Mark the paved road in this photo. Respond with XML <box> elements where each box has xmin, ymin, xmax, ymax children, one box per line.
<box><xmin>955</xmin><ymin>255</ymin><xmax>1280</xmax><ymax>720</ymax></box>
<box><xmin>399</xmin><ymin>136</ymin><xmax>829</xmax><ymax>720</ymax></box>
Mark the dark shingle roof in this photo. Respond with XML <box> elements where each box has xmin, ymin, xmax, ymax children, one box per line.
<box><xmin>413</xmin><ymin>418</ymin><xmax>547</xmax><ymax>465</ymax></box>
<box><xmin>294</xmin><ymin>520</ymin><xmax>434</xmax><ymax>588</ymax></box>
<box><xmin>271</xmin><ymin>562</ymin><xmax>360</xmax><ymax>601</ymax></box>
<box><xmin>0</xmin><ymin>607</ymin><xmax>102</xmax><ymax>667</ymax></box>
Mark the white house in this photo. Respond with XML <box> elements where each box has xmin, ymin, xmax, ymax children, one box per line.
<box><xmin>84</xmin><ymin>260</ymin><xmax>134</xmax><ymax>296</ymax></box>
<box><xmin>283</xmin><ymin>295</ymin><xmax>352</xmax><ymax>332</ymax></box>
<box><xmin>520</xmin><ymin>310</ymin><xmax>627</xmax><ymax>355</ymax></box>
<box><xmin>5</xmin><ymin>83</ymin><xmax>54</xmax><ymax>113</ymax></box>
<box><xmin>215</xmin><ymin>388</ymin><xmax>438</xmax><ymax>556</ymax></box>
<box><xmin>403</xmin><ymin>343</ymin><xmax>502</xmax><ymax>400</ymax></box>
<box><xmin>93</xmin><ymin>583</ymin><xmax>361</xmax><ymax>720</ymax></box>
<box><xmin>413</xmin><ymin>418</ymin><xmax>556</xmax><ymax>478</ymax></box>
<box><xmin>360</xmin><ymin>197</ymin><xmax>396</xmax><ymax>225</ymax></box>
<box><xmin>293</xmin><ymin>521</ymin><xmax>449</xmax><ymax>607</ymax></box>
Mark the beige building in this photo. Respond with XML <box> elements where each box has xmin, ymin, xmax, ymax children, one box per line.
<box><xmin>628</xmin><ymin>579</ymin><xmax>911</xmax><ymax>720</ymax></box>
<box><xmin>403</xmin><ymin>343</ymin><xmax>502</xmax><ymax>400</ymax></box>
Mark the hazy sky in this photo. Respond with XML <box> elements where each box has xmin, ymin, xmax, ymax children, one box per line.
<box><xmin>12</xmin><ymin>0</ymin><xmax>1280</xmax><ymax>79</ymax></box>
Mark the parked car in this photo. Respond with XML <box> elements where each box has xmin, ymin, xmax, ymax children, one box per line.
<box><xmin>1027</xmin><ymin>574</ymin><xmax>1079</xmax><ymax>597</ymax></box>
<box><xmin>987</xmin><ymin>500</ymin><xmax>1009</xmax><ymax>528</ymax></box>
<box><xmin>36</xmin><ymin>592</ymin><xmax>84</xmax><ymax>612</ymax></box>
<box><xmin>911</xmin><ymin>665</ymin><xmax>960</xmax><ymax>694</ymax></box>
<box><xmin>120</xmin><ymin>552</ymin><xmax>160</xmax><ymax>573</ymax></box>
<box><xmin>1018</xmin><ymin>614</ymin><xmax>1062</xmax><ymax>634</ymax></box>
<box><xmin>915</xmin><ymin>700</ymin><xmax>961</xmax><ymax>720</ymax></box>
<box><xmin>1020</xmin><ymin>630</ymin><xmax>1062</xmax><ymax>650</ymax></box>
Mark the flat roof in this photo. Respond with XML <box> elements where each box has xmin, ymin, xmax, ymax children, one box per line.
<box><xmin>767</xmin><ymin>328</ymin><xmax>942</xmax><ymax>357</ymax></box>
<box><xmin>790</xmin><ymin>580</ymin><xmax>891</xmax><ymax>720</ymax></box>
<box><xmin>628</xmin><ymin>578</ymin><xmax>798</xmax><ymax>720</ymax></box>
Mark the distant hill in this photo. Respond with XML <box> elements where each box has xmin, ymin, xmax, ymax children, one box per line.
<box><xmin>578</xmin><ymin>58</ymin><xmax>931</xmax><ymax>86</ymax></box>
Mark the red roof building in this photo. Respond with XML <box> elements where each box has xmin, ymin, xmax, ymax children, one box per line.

==================================================

§ **Short exercise**
Reproduce every line of the material above word for word, keeping the lines in their original order.

§ **Correct response**
Mark the paved road in this photo. Respond with XML <box> elements where each box has xmin, ymin, xmax, ymax children, one box per line.
<box><xmin>955</xmin><ymin>255</ymin><xmax>1280</xmax><ymax>720</ymax></box>
<box><xmin>399</xmin><ymin>136</ymin><xmax>829</xmax><ymax>720</ymax></box>
Mark the dark shingle roof in this photo. Respond with XML <box> elements where each box has xmin, ymin, xmax, ymax children, one box per line.
<box><xmin>413</xmin><ymin>418</ymin><xmax>547</xmax><ymax>465</ymax></box>
<box><xmin>294</xmin><ymin>520</ymin><xmax>434</xmax><ymax>588</ymax></box>
<box><xmin>271</xmin><ymin>562</ymin><xmax>360</xmax><ymax>601</ymax></box>
<box><xmin>0</xmin><ymin>607</ymin><xmax>102</xmax><ymax>667</ymax></box>
Mark the white house in this photo. Respond with XML <box> elements where each box has xmin, ymin, xmax, ymax children, one box per line.
<box><xmin>84</xmin><ymin>260</ymin><xmax>134</xmax><ymax>296</ymax></box>
<box><xmin>283</xmin><ymin>295</ymin><xmax>352</xmax><ymax>332</ymax></box>
<box><xmin>520</xmin><ymin>310</ymin><xmax>627</xmax><ymax>355</ymax></box>
<box><xmin>5</xmin><ymin>83</ymin><xmax>54</xmax><ymax>113</ymax></box>
<box><xmin>215</xmin><ymin>388</ymin><xmax>438</xmax><ymax>556</ymax></box>
<box><xmin>403</xmin><ymin>343</ymin><xmax>502</xmax><ymax>400</ymax></box>
<box><xmin>93</xmin><ymin>583</ymin><xmax>361</xmax><ymax>720</ymax></box>
<box><xmin>413</xmin><ymin>418</ymin><xmax>556</xmax><ymax>478</ymax></box>
<box><xmin>360</xmin><ymin>197</ymin><xmax>396</xmax><ymax>225</ymax></box>
<box><xmin>293</xmin><ymin>521</ymin><xmax>449</xmax><ymax>607</ymax></box>
Mark the beige building in this photo. Respond with XML <box> elements where each box has xmin, ymin, xmax, ymax children, one box per line.
<box><xmin>628</xmin><ymin>579</ymin><xmax>911</xmax><ymax>720</ymax></box>
<box><xmin>403</xmin><ymin>343</ymin><xmax>502</xmax><ymax>400</ymax></box>
Mark the hazy sky in this photo. Respond with XML <box> elements where each box has xmin, ymin, xmax, ymax children, one box per line.
<box><xmin>12</xmin><ymin>0</ymin><xmax>1280</xmax><ymax>79</ymax></box>
Mark the parked car in this photo. Respond with XML <box> elements where each box has xmin, ymin, xmax, ymax children, one box per line.
<box><xmin>1027</xmin><ymin>574</ymin><xmax>1079</xmax><ymax>597</ymax></box>
<box><xmin>987</xmin><ymin>500</ymin><xmax>1009</xmax><ymax>528</ymax></box>
<box><xmin>36</xmin><ymin>592</ymin><xmax>84</xmax><ymax>612</ymax></box>
<box><xmin>911</xmin><ymin>665</ymin><xmax>960</xmax><ymax>694</ymax></box>
<box><xmin>120</xmin><ymin>552</ymin><xmax>160</xmax><ymax>573</ymax></box>
<box><xmin>1018</xmin><ymin>614</ymin><xmax>1062</xmax><ymax>634</ymax></box>
<box><xmin>915</xmin><ymin>700</ymin><xmax>961</xmax><ymax>720</ymax></box>
<box><xmin>1020</xmin><ymin>630</ymin><xmax>1062</xmax><ymax>650</ymax></box>
Mark the flat roof in this photo. Respond with XML <box> elements where each box has xmin, ymin, xmax, ymax children, one box per line.
<box><xmin>767</xmin><ymin>328</ymin><xmax>942</xmax><ymax>357</ymax></box>
<box><xmin>790</xmin><ymin>580</ymin><xmax>891</xmax><ymax>720</ymax></box>
<box><xmin>628</xmin><ymin>578</ymin><xmax>798</xmax><ymax>720</ymax></box>
Mark the distant hill in this photo. Respond with XML <box> elements where each box has xmin, ymin, xmax, ymax children, one box per line.
<box><xmin>578</xmin><ymin>58</ymin><xmax>931</xmax><ymax>86</ymax></box>
Mark the red roof building in this photo. Respond with XML <box> elements where each box has xmin, ymin, xmax, ymax children, one box per line.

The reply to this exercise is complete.